Games that use reloads are different from games that do not because of the way players are forced to act. A common tactic in games involving bases, is to sit in a base area and camp there for a long time, defending it or waiting to attack it. In games that use reloads, players are forced to vacate areas from time to time, so that attackers can buy time in which they can safely attack the base, by shooting the defenders until they must reload. Likewise, defenders can shoot attackers until they have to reload, and then take up the freedom to position players in areas best suited to attacking the base, so that the attackers cannot easily attack the base.

Nexus Generation (FEC)
The first Nexus system was Nexus Generation FEC (Family entertainment centre). The system brought an entirely new different laser tag experience being one of the first laser tag systems to use true colour LEDs and sets a new standard for future laser systems. Like its predecessors it has the ability to change settings through the software to whatever game the players may desire. Nexus FEC is primarily aimed at parties and other groups. It has the option of membership for regular players, however in some cases this was never put to use by some laser tag centres.

Nexus Generation Pro 
An upgrade from Nexus FEC with some new hardware and pack alterations as well as software and firmware alterations. The standard LCDs, similar to those in the Infusion packs were scrapped from Nexus FEC and replaced with a brand new coloured LCD display. Many other features have altered including the shoulders sensors with built in speakers. As for looks there is not really much difference between both version, with the exception of the shoulders which had speakers placed within them and the Nexus logo removed from inside.

Packs

Phasors 
Unlike its predecessors, Nexus has a totally new design in both the phasor and pack. The older model, black plastic phasor cases were scrapped and replaced with a new transparent case complete with members button reader on the side of the phasor (Infusion has it located on the front of the vest). Nexus is also one of the first laser tag systems to use green lasers rather than the standard red lasers used in most laser tag systems. New LCD screens in Nexus Pro replaced standard LCDs used in Infusion and Nexus FEC.

Bases 
Another significant change from the earlier infusion system. The old dome shaped bases featuring surrounding LEDs were completely redesigned for a slimmer more flat square shaped base with the speaker located in the middle. True colour LEDs flash simultaneously around the base when not under attack. As with the packs, the main computer uses the software to change the settings of the bases. Like the nexus gun plastics the bases are transparent, enabling players to see exactly what colour the base is.

Helios
In 2014 Zone launched a new laser tag system called Helios. It features the same vest as Nexus Pro but with a completely redesigned phaser. The phaser has a 3-inch led screen on the rear of the phaser capable of displaying game information and showing pictures of who shot you when you die.
The system also features a new membership system using qr code cards to log in by touching the right front sensor with it. The players score are automatically loaded into an online database ad can be used in any zone site worldwide.
The 2015 Australasian titles were the first to use the new system and meant that most teams had very little experience with the system

Game rules 
There are many different types of games at Darkzone stores. Standard games are typically played during regular store hours, and there are special novelty games which are played at special events or other times. Also there is a special kind of game for the Darkzone Leagues, which is similar to the standard game, but with variations to make it more challenging and competitive.

## WORK TO DO
1: Write out the stretch of the laser tag text from "The system also" through "challenging and competitive.".
2: Continue the laser tag text, picking up right after its last sentence.
The rows below were taken from a separate source.

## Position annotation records

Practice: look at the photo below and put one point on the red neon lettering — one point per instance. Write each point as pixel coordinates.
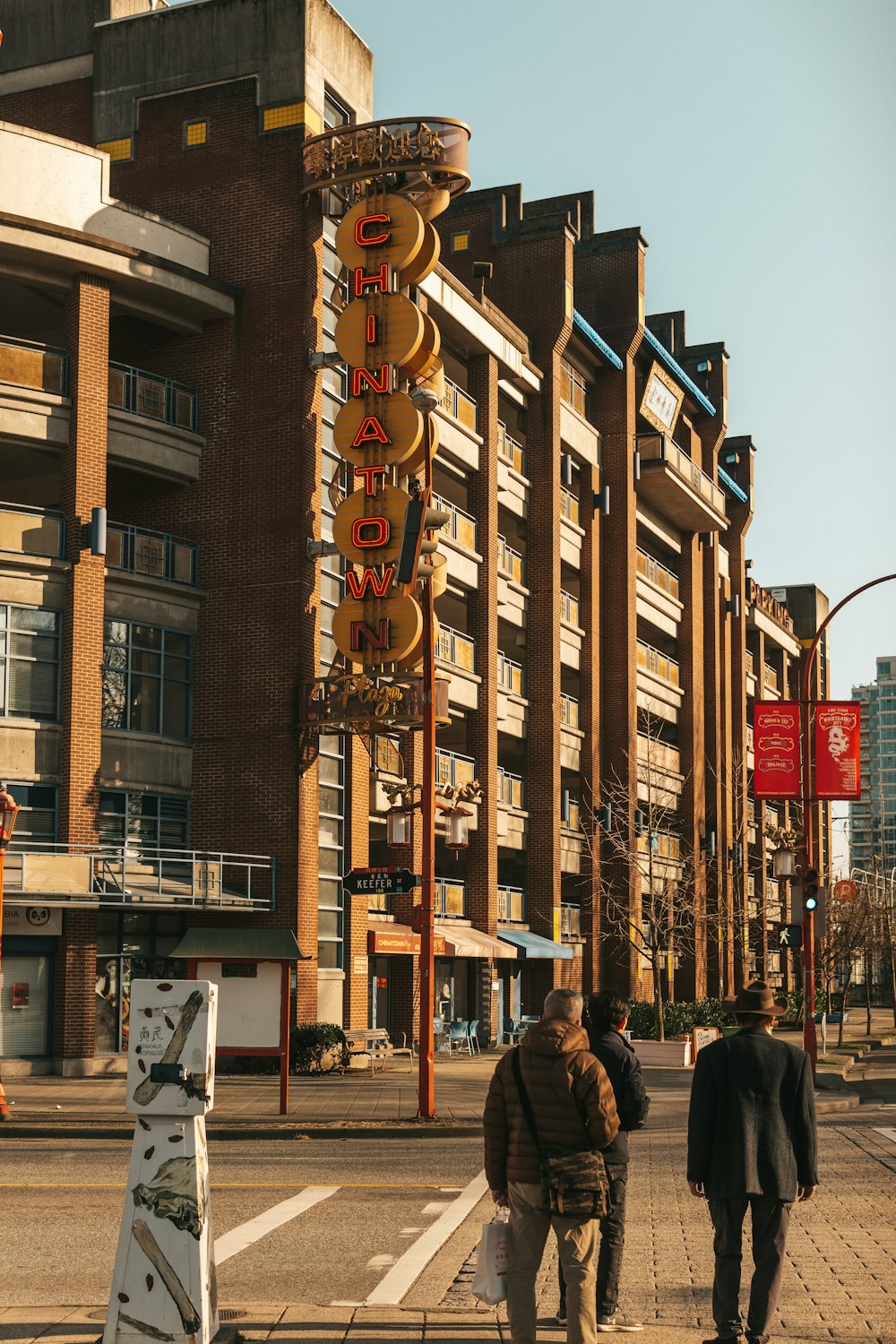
(368, 473)
(366, 375)
(371, 432)
(368, 580)
(376, 639)
(370, 531)
(366, 239)
(371, 280)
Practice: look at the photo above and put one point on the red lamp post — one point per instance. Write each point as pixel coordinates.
(8, 814)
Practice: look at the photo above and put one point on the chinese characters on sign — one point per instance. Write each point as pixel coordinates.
(777, 749)
(837, 728)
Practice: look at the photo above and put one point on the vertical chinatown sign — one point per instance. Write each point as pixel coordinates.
(777, 749)
(837, 750)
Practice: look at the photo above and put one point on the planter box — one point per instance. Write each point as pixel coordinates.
(665, 1054)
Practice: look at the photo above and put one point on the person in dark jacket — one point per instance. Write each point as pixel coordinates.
(751, 1144)
(607, 1019)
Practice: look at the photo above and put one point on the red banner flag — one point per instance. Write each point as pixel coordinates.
(837, 755)
(777, 749)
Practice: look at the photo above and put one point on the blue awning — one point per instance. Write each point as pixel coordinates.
(533, 945)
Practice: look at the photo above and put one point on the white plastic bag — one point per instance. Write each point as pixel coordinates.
(489, 1284)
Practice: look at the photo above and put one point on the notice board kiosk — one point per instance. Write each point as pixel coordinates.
(252, 969)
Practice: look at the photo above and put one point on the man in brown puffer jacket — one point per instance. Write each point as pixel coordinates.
(573, 1107)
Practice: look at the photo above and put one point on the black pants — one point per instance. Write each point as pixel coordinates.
(613, 1234)
(770, 1222)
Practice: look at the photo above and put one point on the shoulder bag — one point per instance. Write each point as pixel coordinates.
(576, 1177)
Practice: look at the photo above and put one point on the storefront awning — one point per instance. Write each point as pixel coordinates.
(533, 945)
(471, 943)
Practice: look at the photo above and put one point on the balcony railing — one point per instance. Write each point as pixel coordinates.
(23, 363)
(450, 900)
(140, 392)
(32, 531)
(511, 789)
(570, 921)
(452, 768)
(657, 574)
(457, 650)
(573, 387)
(568, 607)
(511, 675)
(661, 666)
(137, 550)
(568, 505)
(511, 451)
(659, 448)
(458, 405)
(124, 875)
(568, 711)
(511, 905)
(511, 564)
(460, 526)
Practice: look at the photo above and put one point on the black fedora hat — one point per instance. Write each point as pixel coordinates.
(756, 997)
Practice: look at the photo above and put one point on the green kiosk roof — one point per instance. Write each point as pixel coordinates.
(239, 945)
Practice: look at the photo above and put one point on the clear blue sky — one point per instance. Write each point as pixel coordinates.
(753, 142)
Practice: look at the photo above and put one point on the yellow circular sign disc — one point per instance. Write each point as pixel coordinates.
(365, 237)
(392, 623)
(381, 330)
(378, 429)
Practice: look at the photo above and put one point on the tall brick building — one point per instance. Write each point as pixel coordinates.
(163, 284)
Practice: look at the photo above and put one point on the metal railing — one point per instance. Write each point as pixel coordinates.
(457, 650)
(458, 405)
(24, 363)
(511, 449)
(511, 564)
(137, 550)
(568, 711)
(568, 505)
(659, 448)
(661, 666)
(568, 607)
(511, 789)
(32, 531)
(452, 768)
(144, 394)
(570, 921)
(461, 524)
(511, 905)
(450, 900)
(657, 574)
(511, 675)
(128, 875)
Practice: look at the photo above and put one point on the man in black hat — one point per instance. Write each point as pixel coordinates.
(751, 1142)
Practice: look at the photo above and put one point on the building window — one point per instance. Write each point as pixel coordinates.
(195, 134)
(30, 653)
(147, 679)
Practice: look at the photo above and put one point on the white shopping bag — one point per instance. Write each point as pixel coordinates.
(489, 1284)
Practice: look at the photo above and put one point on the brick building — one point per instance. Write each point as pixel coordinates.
(163, 284)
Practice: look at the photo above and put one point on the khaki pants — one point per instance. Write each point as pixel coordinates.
(530, 1220)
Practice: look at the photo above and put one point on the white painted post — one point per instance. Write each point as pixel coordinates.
(163, 1285)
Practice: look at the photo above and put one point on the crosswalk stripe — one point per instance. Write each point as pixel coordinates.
(238, 1238)
(398, 1282)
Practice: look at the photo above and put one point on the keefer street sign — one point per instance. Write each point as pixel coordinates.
(386, 882)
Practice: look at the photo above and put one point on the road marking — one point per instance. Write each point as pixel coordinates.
(398, 1282)
(247, 1233)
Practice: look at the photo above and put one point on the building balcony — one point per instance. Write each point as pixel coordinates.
(32, 531)
(677, 487)
(118, 876)
(137, 550)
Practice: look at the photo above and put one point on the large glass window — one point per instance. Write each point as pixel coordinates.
(147, 679)
(30, 655)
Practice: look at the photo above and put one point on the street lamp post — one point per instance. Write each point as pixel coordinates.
(8, 814)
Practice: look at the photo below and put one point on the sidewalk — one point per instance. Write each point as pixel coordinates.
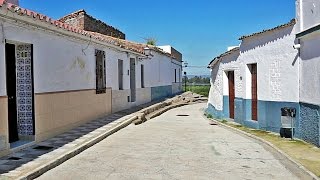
(19, 164)
(33, 161)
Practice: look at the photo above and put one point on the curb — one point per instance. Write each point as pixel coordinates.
(68, 155)
(300, 166)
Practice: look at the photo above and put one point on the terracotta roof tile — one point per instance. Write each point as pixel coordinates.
(218, 58)
(135, 47)
(291, 23)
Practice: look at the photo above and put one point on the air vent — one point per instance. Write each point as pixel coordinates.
(14, 158)
(183, 115)
(44, 148)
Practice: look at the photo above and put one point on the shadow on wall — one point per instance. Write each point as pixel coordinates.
(263, 40)
(309, 49)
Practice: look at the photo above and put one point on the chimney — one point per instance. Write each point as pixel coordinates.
(16, 2)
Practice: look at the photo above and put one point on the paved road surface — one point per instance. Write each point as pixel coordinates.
(173, 147)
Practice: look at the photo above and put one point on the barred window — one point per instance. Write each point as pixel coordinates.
(100, 72)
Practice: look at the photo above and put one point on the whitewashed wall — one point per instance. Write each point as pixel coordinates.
(63, 64)
(176, 65)
(158, 71)
(219, 79)
(310, 70)
(308, 13)
(277, 65)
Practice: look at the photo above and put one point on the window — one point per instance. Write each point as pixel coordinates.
(142, 76)
(100, 72)
(120, 74)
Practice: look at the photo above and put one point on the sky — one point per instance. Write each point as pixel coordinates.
(199, 29)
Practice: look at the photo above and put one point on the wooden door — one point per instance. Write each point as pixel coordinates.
(120, 74)
(254, 91)
(231, 93)
(133, 79)
(11, 92)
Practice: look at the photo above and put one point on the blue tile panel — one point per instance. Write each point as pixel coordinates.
(309, 123)
(161, 92)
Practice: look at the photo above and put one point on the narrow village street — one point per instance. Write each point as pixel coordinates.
(179, 144)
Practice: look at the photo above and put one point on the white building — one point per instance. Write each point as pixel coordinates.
(55, 76)
(251, 83)
(308, 38)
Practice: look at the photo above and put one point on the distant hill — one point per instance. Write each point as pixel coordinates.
(203, 76)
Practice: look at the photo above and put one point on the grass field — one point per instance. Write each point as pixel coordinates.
(202, 90)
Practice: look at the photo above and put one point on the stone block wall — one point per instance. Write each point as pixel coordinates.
(86, 22)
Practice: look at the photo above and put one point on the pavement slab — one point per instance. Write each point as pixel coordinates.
(19, 163)
(172, 146)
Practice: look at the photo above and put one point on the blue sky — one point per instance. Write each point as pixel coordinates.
(200, 29)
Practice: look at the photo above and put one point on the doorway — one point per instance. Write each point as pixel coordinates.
(133, 79)
(19, 75)
(254, 91)
(231, 93)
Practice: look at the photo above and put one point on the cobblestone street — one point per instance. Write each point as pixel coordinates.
(179, 144)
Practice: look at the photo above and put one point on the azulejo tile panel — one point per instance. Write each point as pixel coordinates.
(24, 90)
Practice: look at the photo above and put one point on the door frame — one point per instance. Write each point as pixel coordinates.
(232, 93)
(254, 91)
(133, 80)
(16, 43)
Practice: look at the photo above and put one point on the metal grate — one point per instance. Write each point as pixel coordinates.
(183, 115)
(14, 158)
(45, 148)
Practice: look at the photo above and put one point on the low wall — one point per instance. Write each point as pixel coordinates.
(161, 92)
(61, 111)
(269, 117)
(310, 123)
(143, 96)
(176, 88)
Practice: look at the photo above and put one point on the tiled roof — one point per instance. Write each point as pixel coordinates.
(132, 46)
(291, 23)
(218, 58)
(82, 11)
(55, 23)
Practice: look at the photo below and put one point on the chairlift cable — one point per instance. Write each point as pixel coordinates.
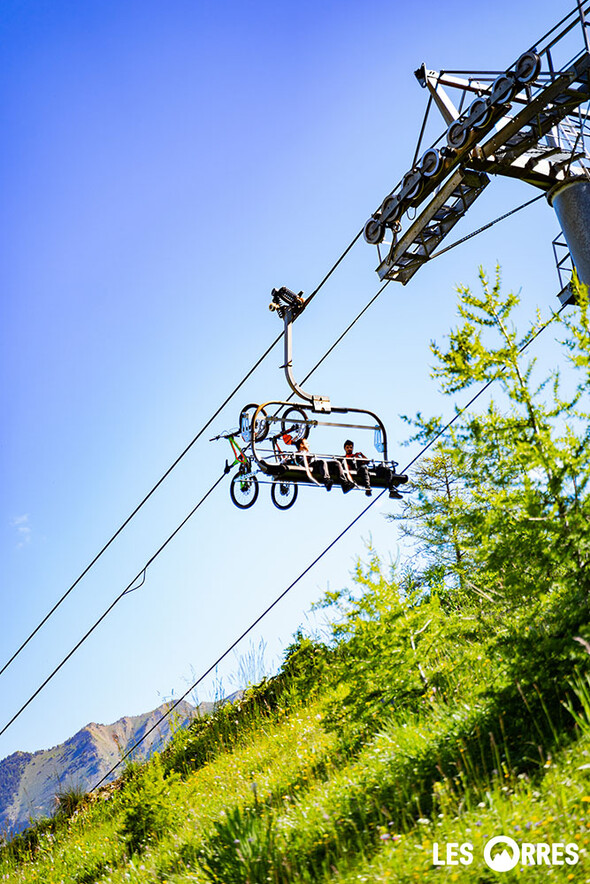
(170, 469)
(326, 549)
(128, 589)
(141, 574)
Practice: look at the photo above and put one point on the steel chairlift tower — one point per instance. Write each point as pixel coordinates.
(530, 122)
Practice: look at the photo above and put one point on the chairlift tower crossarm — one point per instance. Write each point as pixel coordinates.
(527, 122)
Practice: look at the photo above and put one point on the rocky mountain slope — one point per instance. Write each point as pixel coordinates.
(29, 782)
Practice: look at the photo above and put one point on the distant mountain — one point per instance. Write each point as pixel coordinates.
(29, 781)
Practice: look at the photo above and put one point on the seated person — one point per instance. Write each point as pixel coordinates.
(320, 468)
(358, 461)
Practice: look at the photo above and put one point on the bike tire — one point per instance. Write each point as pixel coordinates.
(276, 493)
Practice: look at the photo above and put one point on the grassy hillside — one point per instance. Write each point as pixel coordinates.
(451, 703)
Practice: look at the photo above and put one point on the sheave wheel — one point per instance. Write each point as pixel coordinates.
(244, 490)
(262, 424)
(284, 494)
(293, 424)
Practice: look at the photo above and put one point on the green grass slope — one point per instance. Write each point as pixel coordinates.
(449, 705)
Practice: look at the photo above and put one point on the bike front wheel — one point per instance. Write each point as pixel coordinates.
(243, 491)
(284, 494)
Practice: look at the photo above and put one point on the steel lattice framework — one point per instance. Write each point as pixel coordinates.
(530, 121)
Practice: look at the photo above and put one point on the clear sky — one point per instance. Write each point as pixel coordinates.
(163, 166)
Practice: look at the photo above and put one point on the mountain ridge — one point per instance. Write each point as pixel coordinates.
(31, 781)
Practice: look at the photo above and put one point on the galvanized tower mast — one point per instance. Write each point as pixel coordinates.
(531, 122)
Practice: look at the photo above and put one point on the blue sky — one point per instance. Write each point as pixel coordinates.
(163, 167)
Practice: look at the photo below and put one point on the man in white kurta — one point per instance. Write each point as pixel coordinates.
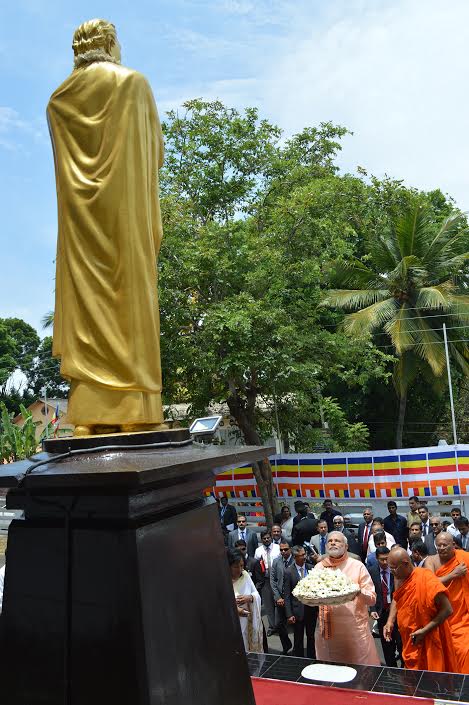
(342, 631)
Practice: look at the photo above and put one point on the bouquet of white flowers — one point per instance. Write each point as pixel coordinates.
(325, 587)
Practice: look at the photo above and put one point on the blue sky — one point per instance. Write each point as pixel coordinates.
(395, 72)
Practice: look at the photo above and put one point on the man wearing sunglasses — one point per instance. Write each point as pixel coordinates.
(277, 577)
(436, 527)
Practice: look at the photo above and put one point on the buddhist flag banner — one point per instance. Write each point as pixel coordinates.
(426, 472)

## TASK-BY-TASK RESULTS
1:
The system also features a new membership system using qr code cards to log in by touching the right front sensor with it. The players score are automatically loaded into an online database ad can be used in any zone site worldwide.
The 2015 Australasian titles were the first to use the new system and meant that most teams had very little experience with the system

Game rules 
There are many different types of games at Darkzone stores. Standard games are typically played during regular store hours, and there are special novelty games which are played at special events or other times. Also there is a special kind of game for the Darkzone Leagues, which is similar to the standard game, but with variations to make it more challenging and competitive.

2:
Standard games 
Standard games are the games that are most often played in stores during the day. They come in two varieties, depending on preference and the amount paid: Solo games and Team-based games. Team-based games have the players divided into three teams. The players from each of the three teams must start the game in their team's base area. A major goal is to attack and destroy the enemy bases, of which there are two, and it is possible to destroy each of them twice. To destroy the bases, a player must shoot at the base three times in succession; a substantial pause in between, such as might be caused by a distraction, or deactivation of the player attacking the base, will require that the player start all over again. Also, if one player attacks the base, and then another player shoots it, the first player might have to start again. Around 2,000 points are earned for players who destroy a base, meaning that players can gain around 4,000 points by destroying all of the bases in the time allocated.

In a standard game it is possible to shoot and deactivate enemy players, but not teammates. Each player has an unlimited number of shots to fire and there is no limit on the number of times the player can be deactivated. Each time a player shoots another player they receive a number of points, depending on which sensor they shot at, and the player who was shot loses a smaller number of points. (Rules have recently been changed  - no points lost for being shot). Solo games function by similar rules, with two noted exceptions: Players are able to tag all bases for points, and that the friendly fire condition in Team games has been disabled, allowing players to freely tag each other with no restrictions. Both forms of the standard game can be variated with a 'fast mode', in which deactivation times are halved and fire rates increased. In these modes, it is not uncommon for the base to be able to deactivate players when destroyed (resulting in a long deactivation period for the player).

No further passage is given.